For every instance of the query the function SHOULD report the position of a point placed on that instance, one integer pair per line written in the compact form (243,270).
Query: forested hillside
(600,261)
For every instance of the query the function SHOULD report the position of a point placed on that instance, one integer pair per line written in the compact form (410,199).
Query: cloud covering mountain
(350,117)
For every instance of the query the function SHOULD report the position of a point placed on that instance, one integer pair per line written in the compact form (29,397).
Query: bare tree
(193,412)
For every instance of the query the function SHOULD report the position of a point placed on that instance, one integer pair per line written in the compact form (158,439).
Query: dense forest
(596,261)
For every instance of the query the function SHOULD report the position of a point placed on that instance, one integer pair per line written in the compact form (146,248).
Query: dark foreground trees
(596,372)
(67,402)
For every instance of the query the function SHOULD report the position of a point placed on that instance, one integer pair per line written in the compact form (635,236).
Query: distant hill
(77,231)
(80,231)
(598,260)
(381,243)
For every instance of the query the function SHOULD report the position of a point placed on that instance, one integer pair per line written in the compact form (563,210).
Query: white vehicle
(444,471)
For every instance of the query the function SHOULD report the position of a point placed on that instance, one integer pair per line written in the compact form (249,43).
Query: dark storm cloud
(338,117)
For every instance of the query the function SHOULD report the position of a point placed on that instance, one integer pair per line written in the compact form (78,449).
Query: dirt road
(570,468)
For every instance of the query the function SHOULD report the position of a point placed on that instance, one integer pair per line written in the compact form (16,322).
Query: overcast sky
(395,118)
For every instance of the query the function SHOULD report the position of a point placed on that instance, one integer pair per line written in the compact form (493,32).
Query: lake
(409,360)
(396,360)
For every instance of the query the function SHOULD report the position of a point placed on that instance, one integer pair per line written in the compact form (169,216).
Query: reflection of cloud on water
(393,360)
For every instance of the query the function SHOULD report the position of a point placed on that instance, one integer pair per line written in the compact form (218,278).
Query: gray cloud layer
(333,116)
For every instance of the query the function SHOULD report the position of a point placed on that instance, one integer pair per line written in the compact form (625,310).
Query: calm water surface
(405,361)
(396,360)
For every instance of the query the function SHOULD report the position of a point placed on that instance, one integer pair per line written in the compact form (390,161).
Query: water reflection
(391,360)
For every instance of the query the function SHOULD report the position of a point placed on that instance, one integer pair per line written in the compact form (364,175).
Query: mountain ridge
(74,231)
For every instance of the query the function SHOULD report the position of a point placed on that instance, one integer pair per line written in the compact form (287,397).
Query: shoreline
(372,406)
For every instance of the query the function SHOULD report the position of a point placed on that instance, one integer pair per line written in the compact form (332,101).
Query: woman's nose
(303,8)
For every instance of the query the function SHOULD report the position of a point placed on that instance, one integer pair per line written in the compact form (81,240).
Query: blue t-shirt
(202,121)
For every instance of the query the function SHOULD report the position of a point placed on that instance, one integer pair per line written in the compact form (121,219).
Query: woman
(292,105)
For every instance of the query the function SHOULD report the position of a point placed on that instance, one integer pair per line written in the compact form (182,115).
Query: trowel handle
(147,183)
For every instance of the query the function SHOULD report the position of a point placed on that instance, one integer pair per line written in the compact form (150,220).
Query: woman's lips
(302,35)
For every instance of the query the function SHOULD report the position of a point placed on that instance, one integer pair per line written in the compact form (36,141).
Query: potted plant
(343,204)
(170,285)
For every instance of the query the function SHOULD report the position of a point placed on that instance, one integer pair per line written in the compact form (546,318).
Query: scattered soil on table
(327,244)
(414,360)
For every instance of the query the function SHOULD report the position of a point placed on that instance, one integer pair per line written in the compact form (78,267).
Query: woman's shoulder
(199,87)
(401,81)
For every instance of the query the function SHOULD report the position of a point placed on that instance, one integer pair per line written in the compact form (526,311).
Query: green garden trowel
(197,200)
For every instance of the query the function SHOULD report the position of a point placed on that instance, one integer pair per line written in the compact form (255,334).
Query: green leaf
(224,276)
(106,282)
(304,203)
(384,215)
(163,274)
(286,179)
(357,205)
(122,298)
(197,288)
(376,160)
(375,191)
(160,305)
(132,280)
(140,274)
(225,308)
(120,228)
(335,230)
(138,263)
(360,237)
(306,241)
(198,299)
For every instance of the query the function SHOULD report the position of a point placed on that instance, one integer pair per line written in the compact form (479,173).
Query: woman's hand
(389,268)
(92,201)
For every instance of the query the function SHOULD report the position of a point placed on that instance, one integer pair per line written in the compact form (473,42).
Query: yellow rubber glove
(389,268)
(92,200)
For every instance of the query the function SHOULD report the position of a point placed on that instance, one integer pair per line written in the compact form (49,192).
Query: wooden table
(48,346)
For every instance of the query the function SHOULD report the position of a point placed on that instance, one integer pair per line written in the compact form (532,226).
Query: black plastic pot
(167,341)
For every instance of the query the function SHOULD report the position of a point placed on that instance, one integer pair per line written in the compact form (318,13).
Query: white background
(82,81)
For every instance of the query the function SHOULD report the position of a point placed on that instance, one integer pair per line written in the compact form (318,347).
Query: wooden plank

▶ WHAT IS BEING ASKED: Your task is to output exactly the lines running from the one with "compact form (49,192)." through the final line of the material above, with both ends included.

▶ RESPONSE:
For every instance of the query the function SHOULD report the position of a point placed on that instance, one integer pair per line written in the compact form (49,192).
Query: wooden table
(48,346)
For every instance of the query the function SHOULD report the position of a point placed on that instance, one integer pair per line written in the compact form (532,226).
Query: black plastic pot
(167,341)
For every instance of the query the function SHOULD report the position of a point placed on that instance, one integer pair per line written in the compact form (318,13).
Query: white background
(82,81)
For every instance of the query the function SHOULD report the position of a point placed on that instance, one integer pair per line written in the compact form (318,347).
Query: wooden plank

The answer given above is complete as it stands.